Description of the task |
Work out how many lines in the material below hold the word "ymin". Write only the number.

Data shown |
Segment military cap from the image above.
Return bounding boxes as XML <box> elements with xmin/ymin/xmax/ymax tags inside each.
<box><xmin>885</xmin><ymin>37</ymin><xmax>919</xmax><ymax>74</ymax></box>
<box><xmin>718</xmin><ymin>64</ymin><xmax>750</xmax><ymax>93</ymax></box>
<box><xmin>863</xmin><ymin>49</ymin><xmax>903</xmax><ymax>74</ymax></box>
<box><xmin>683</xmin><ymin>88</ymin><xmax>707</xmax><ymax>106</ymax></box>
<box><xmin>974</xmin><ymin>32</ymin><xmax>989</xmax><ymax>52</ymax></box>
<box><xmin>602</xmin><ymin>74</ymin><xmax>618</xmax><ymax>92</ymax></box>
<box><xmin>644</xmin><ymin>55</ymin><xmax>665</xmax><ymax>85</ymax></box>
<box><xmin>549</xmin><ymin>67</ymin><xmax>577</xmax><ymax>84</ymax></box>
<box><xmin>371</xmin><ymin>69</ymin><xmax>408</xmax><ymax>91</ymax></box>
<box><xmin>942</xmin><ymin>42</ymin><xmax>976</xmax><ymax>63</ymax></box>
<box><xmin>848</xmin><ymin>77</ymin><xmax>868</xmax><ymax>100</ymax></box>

Solution for this problem |
12